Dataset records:
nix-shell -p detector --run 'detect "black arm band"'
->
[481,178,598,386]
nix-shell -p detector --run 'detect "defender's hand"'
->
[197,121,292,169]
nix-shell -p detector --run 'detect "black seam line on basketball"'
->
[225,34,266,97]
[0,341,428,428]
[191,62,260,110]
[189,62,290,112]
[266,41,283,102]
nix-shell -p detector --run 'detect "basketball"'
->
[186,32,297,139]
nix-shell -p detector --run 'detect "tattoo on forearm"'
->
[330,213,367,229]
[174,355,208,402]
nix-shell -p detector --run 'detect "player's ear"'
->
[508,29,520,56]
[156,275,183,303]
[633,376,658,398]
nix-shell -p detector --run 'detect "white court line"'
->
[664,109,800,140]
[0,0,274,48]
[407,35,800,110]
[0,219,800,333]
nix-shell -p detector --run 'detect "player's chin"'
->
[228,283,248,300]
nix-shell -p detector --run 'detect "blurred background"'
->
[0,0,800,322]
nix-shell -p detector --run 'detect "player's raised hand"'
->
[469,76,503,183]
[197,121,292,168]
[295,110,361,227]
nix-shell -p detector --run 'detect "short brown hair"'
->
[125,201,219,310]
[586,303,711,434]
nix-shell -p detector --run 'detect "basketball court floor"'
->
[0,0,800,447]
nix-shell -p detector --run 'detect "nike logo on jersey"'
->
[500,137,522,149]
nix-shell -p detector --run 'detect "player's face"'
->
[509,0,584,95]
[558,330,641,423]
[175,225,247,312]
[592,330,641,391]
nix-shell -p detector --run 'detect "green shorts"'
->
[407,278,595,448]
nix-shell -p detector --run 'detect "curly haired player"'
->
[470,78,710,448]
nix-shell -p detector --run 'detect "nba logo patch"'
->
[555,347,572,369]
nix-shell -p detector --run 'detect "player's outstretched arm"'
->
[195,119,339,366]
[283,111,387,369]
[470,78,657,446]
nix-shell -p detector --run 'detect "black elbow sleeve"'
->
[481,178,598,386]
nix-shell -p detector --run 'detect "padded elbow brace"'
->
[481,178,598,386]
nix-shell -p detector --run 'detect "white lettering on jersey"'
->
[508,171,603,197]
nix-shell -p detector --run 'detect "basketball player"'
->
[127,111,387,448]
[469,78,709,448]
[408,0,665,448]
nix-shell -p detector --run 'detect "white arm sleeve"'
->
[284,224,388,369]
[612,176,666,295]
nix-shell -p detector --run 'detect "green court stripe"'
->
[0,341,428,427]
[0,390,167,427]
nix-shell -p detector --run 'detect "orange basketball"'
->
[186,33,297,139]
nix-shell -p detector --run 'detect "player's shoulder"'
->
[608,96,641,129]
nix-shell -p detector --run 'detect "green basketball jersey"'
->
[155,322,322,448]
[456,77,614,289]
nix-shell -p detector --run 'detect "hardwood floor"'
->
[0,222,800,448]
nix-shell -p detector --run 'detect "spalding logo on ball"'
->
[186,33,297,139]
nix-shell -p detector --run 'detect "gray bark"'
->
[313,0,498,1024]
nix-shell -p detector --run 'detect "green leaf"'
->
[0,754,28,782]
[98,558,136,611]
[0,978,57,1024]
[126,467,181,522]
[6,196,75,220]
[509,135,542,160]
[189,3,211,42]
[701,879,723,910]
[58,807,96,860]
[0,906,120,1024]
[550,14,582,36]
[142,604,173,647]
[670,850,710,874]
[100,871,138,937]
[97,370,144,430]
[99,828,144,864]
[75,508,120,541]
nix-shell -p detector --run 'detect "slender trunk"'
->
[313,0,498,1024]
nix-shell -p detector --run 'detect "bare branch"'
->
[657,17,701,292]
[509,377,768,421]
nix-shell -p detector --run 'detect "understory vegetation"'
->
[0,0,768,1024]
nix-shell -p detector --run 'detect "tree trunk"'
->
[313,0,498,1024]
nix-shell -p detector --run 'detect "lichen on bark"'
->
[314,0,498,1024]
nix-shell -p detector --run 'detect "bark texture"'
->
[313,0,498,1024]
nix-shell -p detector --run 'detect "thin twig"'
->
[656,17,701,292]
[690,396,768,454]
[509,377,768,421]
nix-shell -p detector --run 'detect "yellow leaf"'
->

#### What you are asked to do
Please locate each line in the records that contains the word "white" and copy those lines. Treat uppercase and lowercase as different.

#### Reply to the task
nix-shell -p detector --run 'detect "white court line"'
nix-shell -p detector --run 'detect "white lettering on jersey"'
nix-shell -p detector --run 'detect "white arm sleeve"'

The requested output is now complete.